(Your tasks)
• a. In the text on iodine in horses, what proportion of the iodine in an animal's body is located in the thyroid gland?
• b. Continue the text on iodine in horses after its last sentence.

(Document segment)

════════════════

Iodine is an essential nutrient for reproduction and normal physiological function in the horse. Thyroxine (T4) contains iodine and this hormone, along with triiodothyronine (T3), has powerful effects on the horse’s overall health. These substances influence nearly every process in the body, from heat regulation and feed utilization to proper bone growth and maturation. The role in reproductive health is also important, and in mares that do not ovulate on a regular cycle, supplementation with iodine has produced a positive response.
Nearly 75% of the iodine in an animal’s body is in the thyroid gland. Iodine deficiency may result in goiter as the thyroid becomes enlarged in an attempt to produce adequate levels of thyroxine. In the horse, goiters often occur in the foal at birth. Foal goiter may result from a deficiency in iodine in the mare’s ration during pregnancy or it may be caused by a goitrogenic substance. Symptoms of iodine deficiency may be a stillborn foal or a very weak foal that cannot stand and nurse. The foal may also have a rough hair coat, contracted tendons, angular limb deformities or other abnormal bone development.

════════════════

(Dataset excerpts)
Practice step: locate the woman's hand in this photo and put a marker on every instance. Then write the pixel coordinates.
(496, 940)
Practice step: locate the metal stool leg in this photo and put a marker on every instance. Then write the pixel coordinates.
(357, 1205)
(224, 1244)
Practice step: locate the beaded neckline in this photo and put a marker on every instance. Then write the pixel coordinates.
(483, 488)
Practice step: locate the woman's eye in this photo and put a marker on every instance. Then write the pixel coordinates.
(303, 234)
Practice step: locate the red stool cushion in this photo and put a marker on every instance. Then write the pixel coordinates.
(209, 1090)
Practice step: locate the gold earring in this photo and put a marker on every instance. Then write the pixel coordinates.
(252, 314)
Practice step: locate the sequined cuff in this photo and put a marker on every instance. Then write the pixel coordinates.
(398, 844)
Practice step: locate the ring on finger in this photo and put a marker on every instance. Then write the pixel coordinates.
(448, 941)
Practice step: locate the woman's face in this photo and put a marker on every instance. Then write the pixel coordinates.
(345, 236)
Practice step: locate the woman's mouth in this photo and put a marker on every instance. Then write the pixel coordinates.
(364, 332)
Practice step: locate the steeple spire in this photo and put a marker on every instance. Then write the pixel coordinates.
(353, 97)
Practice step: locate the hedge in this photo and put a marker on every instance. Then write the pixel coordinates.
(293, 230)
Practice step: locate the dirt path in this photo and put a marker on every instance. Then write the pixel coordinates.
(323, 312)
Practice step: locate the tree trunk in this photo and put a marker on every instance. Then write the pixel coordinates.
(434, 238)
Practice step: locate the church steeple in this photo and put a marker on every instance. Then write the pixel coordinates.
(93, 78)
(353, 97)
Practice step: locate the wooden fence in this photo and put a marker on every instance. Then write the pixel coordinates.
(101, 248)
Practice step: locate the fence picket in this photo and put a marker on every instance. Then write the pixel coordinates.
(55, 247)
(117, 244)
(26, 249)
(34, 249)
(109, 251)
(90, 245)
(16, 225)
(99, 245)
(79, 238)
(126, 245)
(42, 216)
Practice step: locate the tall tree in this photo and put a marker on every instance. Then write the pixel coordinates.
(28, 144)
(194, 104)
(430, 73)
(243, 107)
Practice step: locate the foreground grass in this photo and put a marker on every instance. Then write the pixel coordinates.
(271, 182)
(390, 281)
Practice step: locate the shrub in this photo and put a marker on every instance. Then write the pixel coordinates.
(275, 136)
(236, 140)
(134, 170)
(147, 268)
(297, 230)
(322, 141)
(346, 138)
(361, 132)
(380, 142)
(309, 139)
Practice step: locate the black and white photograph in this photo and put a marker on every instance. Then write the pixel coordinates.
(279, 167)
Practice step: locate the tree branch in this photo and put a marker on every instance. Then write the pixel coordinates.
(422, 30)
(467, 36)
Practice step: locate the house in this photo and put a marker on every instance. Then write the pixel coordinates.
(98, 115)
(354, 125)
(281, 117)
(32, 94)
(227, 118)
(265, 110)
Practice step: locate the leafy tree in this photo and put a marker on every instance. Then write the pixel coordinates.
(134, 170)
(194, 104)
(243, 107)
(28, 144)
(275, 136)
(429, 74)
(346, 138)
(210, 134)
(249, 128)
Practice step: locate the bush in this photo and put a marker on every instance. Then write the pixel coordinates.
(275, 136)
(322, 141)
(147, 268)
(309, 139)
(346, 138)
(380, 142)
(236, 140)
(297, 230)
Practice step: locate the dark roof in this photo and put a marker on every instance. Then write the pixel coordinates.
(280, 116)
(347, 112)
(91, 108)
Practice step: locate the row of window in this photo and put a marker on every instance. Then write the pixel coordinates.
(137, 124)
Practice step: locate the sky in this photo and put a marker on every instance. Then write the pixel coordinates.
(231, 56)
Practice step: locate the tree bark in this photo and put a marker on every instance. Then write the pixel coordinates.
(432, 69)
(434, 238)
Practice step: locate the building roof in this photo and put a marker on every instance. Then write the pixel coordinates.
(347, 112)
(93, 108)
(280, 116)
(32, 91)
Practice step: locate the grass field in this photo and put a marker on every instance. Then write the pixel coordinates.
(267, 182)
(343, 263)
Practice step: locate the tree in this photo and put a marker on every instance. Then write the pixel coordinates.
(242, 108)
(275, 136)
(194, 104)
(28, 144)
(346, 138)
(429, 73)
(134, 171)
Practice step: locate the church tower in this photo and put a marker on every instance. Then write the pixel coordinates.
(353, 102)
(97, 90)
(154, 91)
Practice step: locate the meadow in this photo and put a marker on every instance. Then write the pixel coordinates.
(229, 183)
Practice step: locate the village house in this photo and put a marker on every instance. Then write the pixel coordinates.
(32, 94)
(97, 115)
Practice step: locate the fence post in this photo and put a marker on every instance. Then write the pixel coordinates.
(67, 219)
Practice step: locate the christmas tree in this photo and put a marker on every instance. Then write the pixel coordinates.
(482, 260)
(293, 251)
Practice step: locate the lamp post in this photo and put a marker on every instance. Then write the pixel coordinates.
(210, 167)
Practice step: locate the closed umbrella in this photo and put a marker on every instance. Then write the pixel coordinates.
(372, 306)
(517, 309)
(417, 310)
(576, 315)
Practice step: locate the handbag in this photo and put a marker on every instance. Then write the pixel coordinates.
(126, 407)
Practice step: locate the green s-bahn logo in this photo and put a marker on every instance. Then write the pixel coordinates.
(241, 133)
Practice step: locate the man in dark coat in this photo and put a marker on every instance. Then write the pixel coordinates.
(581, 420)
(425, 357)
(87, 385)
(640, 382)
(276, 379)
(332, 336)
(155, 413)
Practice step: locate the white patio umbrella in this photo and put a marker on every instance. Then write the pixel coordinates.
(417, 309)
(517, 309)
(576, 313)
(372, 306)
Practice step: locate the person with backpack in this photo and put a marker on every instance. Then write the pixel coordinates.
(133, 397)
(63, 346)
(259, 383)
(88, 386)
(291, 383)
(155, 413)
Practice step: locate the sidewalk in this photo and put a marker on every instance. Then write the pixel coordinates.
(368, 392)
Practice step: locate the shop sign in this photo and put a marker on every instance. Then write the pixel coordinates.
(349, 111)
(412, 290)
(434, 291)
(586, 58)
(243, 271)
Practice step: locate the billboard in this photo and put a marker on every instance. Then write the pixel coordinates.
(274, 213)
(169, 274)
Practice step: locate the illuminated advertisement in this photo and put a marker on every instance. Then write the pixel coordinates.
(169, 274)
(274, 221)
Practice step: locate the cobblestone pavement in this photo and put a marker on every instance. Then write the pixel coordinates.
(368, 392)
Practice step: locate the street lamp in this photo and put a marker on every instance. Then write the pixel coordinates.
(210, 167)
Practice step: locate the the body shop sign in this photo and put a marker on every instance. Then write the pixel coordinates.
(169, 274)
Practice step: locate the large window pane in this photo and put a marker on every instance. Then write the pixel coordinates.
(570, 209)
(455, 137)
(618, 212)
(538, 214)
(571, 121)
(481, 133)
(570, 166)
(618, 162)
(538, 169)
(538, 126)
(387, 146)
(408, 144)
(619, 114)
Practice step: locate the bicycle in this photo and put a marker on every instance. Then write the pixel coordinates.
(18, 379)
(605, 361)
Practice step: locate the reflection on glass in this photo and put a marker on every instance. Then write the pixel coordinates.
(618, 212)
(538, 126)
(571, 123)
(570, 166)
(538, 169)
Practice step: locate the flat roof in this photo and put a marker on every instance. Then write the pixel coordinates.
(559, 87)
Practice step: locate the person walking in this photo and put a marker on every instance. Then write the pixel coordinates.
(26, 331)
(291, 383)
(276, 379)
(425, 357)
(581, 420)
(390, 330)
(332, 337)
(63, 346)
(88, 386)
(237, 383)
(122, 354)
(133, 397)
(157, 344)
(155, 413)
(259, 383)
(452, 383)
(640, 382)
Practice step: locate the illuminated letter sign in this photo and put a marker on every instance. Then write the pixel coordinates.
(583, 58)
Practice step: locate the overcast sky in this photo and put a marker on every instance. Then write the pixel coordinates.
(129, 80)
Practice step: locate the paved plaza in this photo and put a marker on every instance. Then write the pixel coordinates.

════════════════

(Answer set)
• a. Nearly 75%

• b.
While iodine deficiency is the primary cause of goiter in foals, excessive levels of iodine may also cause this condition. The horses most sensitive to high iodine levels are foals from mares that are supplemented with high levels of iodine. Iodine is concentrated across the placenta and in milk so that the fetus and nursing foal receive much higher concentrations than are present in the mare’s ration. Therefore, goiters may be present in newborn foals while sparing the mother.
Most commercial horse feeds are formulated to contain an adequate amount of iodine. Toxic dietary iodine concentrations may result from adding excessive supplemental iodine. This mineral is present in ethylenediamindihydroiodide (EDDI), a substance sometimes added to feedstuffs. Some types of kelp also contain excess iodine is kelp. For horse owners who want to feed seaweed to their horses, there are numerous other specific seaweeds, including Fucaceae, Palmariaceae, Gigartinaceae, Bangiaceae and Ulvaceae, that contain considerably less iodine than kelp.